*Extract provided*.
Segment Open

Red blood cell minor antigen mismatches during chronic transfusion therapy for sickle cell anemia

BACKGROUNDRed blood cell (RBC) alloimmunization occurs at a high frequency in sickle cell anemia (SCA) despite serologic matching for Rh (C/c, E/e) and K antigens. RBC minor antigen genotyping allows for prediction of antigens and RH variants that may lead to alloimmunization. STUDY DESIGN AND METHODSRBC antigen genotyping was performed on chronically transfused pediatric SCA patients, using PreciseType human erythrocyte antigen (HEA), RHCE, and RHD BeadChip arrays. All patients received C/c, E/e, and K serologically matched units (Category 1); patients with prior RBC antibodies were also matched for Fy(a), Jk(b), and any antibodies (Category 2). The RBC genotypes of all leukoreduced (LR) units transfused over a 12-month period were determined by the prototype HEA-LR BeadChip assay. RESULTSThere were 2320 RBC units transfused to 90 patients in 1135 transfusion episodes. Thirty-five (38.9%) patients had homozygous or compound heterozygous RH variants. Seven new alloantibodies were detected, with alloantibody incidence of 0.706 in 100 units for Category 2 transfusions and 0.068 in 100 units for Category 1 (p=0.02). Three patients on Category 2 transfusions formed new anti-Js(a) and had a higher rate of exposure to Js(a) than those who did not form anti-Js(a) (20.4 vs. 8.33 exposures/100 units, p=0.02). The most frequent mismatches were S (43.9%), Do(a) (43.9%), Fy(a) (29.2%), M (28.4%), and Jk(b) (28.1%). CONCLUSIONSAlloimmunization incidence was higher in those with prior RBC antibodies, suggesting that past immunologic responders are at higher risk for future alloimmunization and therefore may benefit from more extensive antigen matching beyond C/c, E/e, K, Fy(a), and Jk(b).

Segment Closed

*What the exercise asks*. List each antigen that the sickle cell transfusion abstract names among the most frequent mismatches, with its percentage.

*Dataset entries*.
Segment Open

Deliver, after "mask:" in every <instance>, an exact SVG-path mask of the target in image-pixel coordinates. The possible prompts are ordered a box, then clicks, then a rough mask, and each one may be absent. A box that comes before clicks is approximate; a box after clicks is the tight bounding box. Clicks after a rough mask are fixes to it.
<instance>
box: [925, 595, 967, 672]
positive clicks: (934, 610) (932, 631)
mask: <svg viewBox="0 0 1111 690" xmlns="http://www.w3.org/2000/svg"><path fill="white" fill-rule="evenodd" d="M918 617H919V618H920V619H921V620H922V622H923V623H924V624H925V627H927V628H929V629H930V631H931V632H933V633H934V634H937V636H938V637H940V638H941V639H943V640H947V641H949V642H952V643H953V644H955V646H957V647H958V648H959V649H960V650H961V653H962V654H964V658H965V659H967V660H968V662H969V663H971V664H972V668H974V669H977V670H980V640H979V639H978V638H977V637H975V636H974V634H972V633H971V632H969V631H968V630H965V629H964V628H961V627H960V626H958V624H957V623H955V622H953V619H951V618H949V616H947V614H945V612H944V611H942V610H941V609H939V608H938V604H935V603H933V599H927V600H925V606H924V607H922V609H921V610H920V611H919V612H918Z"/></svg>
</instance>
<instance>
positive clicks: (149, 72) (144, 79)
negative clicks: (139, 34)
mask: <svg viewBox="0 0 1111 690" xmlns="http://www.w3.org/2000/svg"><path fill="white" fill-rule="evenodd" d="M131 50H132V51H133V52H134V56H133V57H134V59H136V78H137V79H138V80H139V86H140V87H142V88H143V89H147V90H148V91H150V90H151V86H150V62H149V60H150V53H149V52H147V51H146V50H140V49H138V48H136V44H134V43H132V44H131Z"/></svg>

Segment Closed

*Task result*. S (43.9%), Do(a) (43.9%), Fy(a) (29.2%), M (28.4%), Jk(b) (28.1%)